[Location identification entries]
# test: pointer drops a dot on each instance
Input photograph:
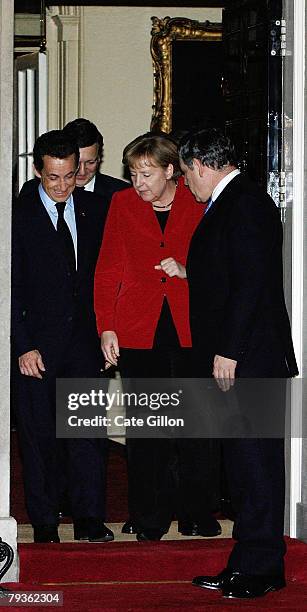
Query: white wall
(117, 74)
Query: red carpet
(138, 576)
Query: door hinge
(278, 37)
(276, 188)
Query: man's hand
(109, 347)
(224, 372)
(171, 267)
(31, 364)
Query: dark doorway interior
(196, 92)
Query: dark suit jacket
(47, 301)
(104, 186)
(234, 269)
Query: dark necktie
(65, 237)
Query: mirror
(187, 64)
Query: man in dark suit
(56, 238)
(240, 328)
(90, 143)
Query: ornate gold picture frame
(164, 32)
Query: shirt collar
(223, 182)
(90, 185)
(49, 203)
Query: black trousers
(49, 463)
(168, 476)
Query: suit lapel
(42, 226)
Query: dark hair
(156, 147)
(85, 133)
(56, 144)
(210, 146)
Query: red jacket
(128, 290)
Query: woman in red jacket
(142, 311)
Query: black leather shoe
(129, 527)
(213, 582)
(209, 529)
(92, 530)
(240, 586)
(148, 535)
(44, 534)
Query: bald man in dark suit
(240, 329)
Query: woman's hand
(109, 347)
(171, 267)
(31, 364)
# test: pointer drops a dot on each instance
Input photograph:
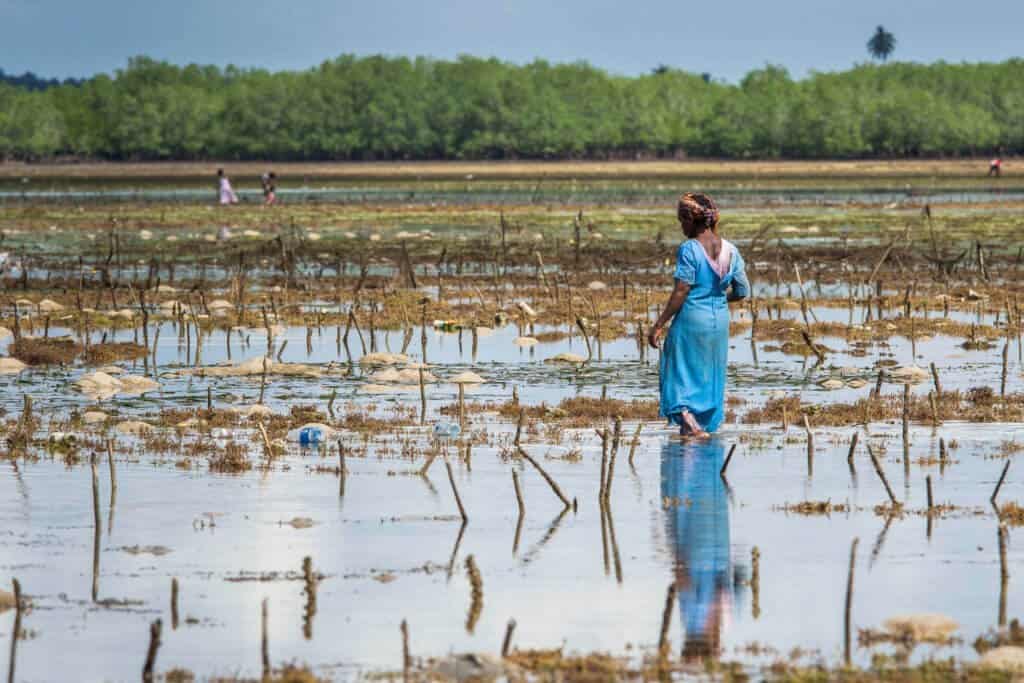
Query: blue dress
(696, 348)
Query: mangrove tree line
(380, 108)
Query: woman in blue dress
(709, 273)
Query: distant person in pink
(225, 194)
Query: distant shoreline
(511, 170)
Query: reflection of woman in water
(709, 274)
(697, 527)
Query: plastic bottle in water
(446, 430)
(310, 435)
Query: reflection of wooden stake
(547, 477)
(1004, 574)
(663, 640)
(458, 499)
(756, 583)
(849, 602)
(151, 654)
(264, 639)
(507, 643)
(728, 459)
(853, 446)
(998, 484)
(476, 595)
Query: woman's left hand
(653, 337)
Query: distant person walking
(224, 193)
(269, 187)
(710, 272)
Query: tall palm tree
(882, 44)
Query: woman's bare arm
(676, 301)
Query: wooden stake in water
(998, 484)
(882, 475)
(547, 477)
(16, 629)
(455, 489)
(518, 427)
(507, 642)
(1006, 356)
(462, 406)
(407, 659)
(935, 378)
(810, 446)
(849, 601)
(174, 604)
(518, 494)
(151, 653)
(635, 442)
(1004, 573)
(906, 426)
(96, 528)
(423, 399)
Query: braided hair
(697, 209)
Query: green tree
(882, 44)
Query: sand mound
(570, 358)
(11, 366)
(384, 358)
(921, 628)
(467, 378)
(911, 374)
(99, 385)
(133, 427)
(1008, 657)
(254, 367)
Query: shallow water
(561, 586)
(642, 194)
(558, 586)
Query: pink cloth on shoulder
(721, 264)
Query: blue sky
(726, 38)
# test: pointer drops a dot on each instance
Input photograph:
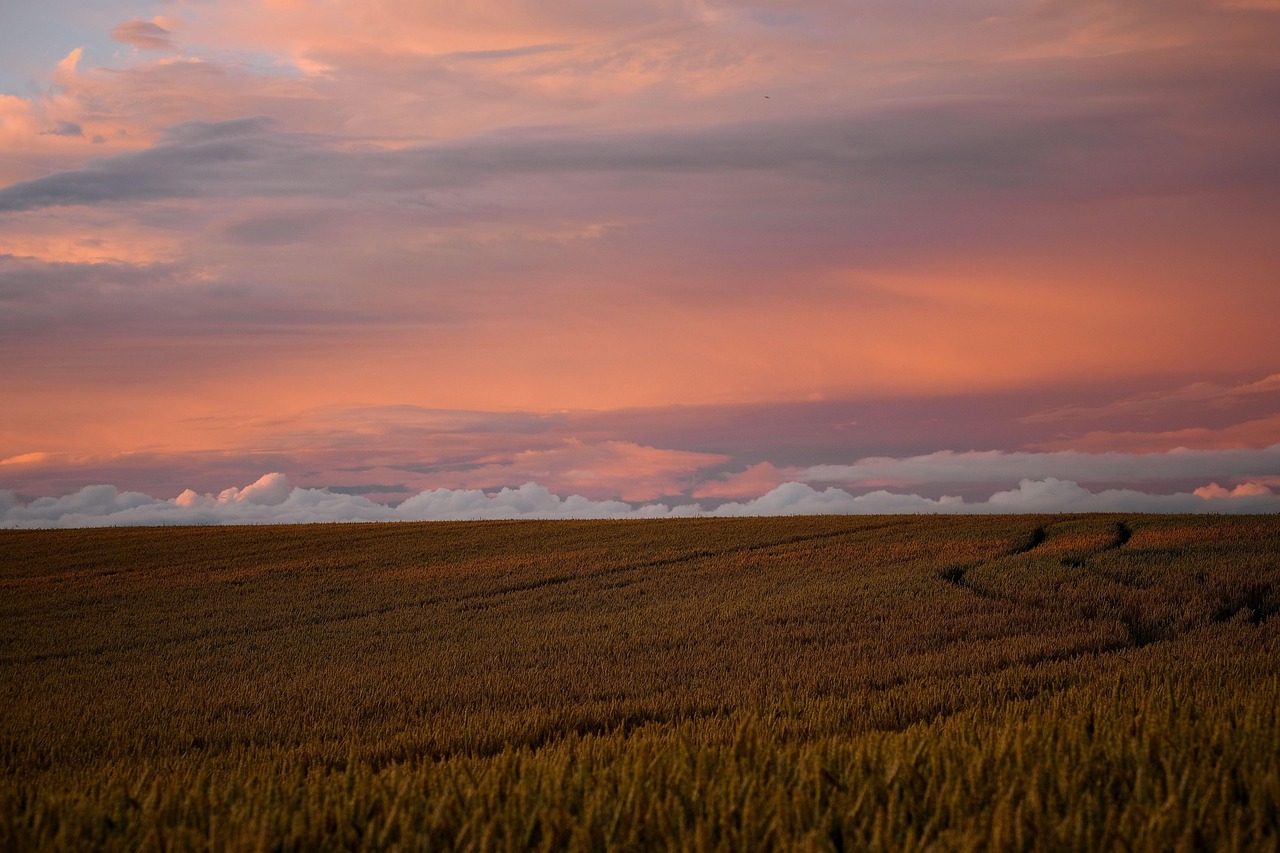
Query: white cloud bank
(272, 500)
(996, 466)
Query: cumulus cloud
(1000, 466)
(272, 500)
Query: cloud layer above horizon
(658, 254)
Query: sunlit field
(830, 683)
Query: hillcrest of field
(828, 683)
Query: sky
(321, 260)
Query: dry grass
(886, 683)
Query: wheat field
(897, 683)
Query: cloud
(1001, 466)
(65, 128)
(272, 501)
(144, 35)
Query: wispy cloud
(144, 35)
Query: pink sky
(650, 251)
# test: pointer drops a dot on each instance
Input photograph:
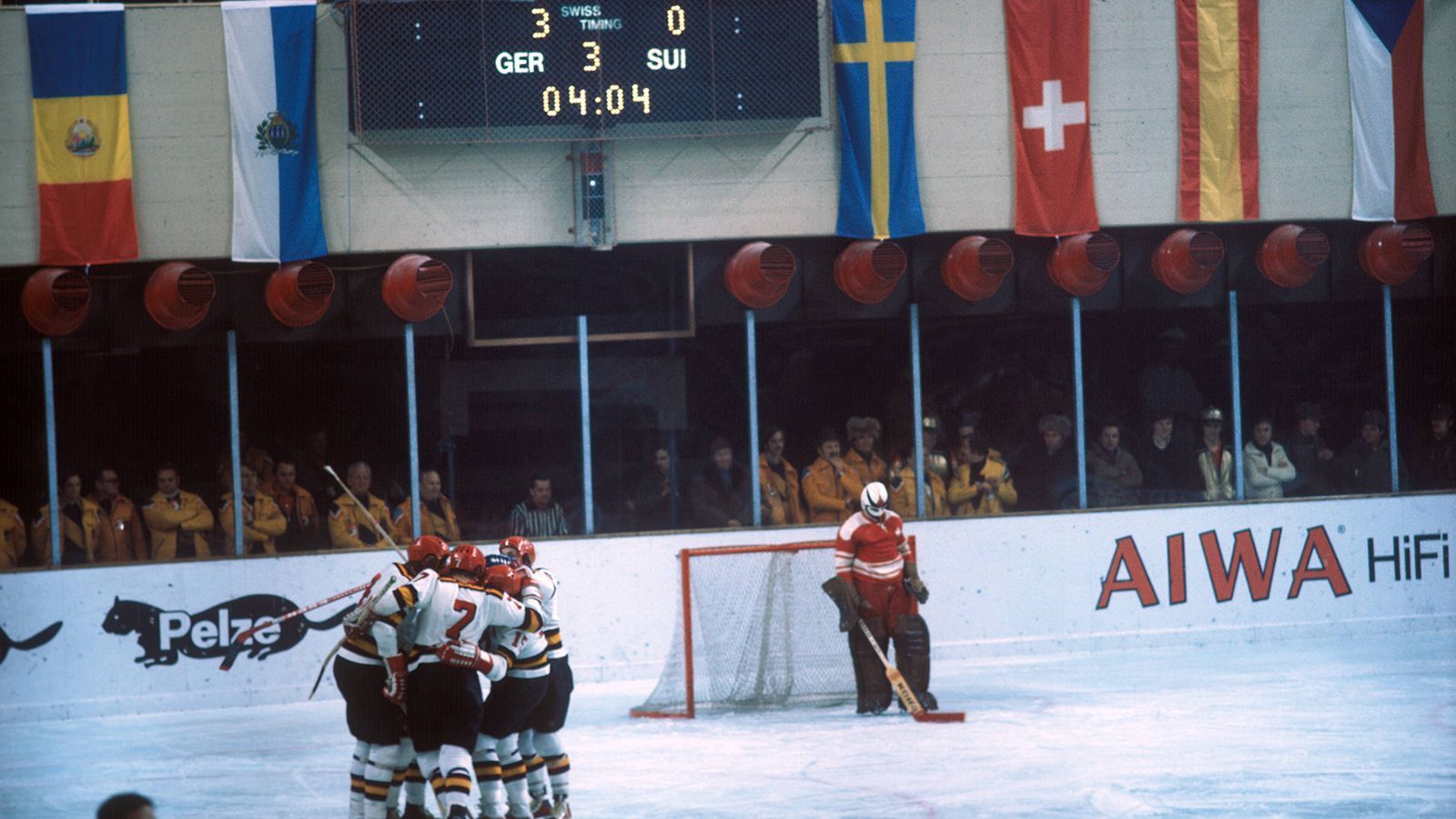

Work to complete — Rewrite the material from the line holding "Query: mangrove tree line" through the end of the material, both included, replacing "wooden stake" with "wooden post" and keeping everything else unchanged. Leave the pictures out of your answer.

Answer to this task —
Query: mangrove tree line
(380, 108)
Query: woman in blue dress
(709, 273)
Query: distant person in pink
(225, 194)
Query: distant shoreline
(511, 170)
Query: reflection of woman in water
(709, 274)
(697, 527)
Query: plastic bottle in water
(446, 430)
(310, 435)
Query: reflection of wooden post
(547, 477)
(1004, 574)
(663, 640)
(458, 499)
(756, 583)
(849, 602)
(151, 654)
(264, 639)
(507, 643)
(728, 459)
(853, 446)
(998, 484)
(476, 595)
Query: woman's left hand
(653, 337)
Query: distant person walking
(224, 193)
(269, 187)
(710, 272)
Query: tall palm tree
(882, 44)
Query: woman's bare arm
(676, 301)
Query: wooden post in water
(998, 484)
(882, 475)
(547, 477)
(16, 629)
(455, 489)
(518, 427)
(507, 642)
(1006, 356)
(462, 406)
(407, 659)
(935, 378)
(810, 446)
(849, 601)
(174, 604)
(518, 494)
(151, 653)
(635, 442)
(1004, 573)
(906, 426)
(96, 528)
(423, 399)
Query: braided hair
(697, 209)
Query: green tree
(882, 44)
Query: sand mound
(570, 358)
(11, 366)
(384, 358)
(921, 628)
(467, 378)
(911, 374)
(99, 385)
(133, 427)
(1008, 657)
(254, 367)
Query: shallow water
(561, 586)
(642, 194)
(558, 586)
Query: pink cloth on shoulder
(721, 264)
Query: blue sky
(726, 38)
# test: pointer drops a dot on each instance
Input photograph:
Query: white cloud bank
(272, 500)
(996, 466)
Query: cumulus cloud
(1000, 466)
(272, 500)
Query: cloud layer above horizon
(658, 254)
Query: sunlit field
(830, 683)
Query: hillcrest of field
(828, 683)
Query: sky
(321, 260)
Query: dry grass
(886, 683)
Query: wheat field
(897, 683)
Query: cloud
(1001, 466)
(65, 128)
(272, 501)
(144, 35)
Query: wispy cloud
(144, 35)
Query: pink sky
(650, 251)
# test: pointer drops a dot on each instance
Input photograph:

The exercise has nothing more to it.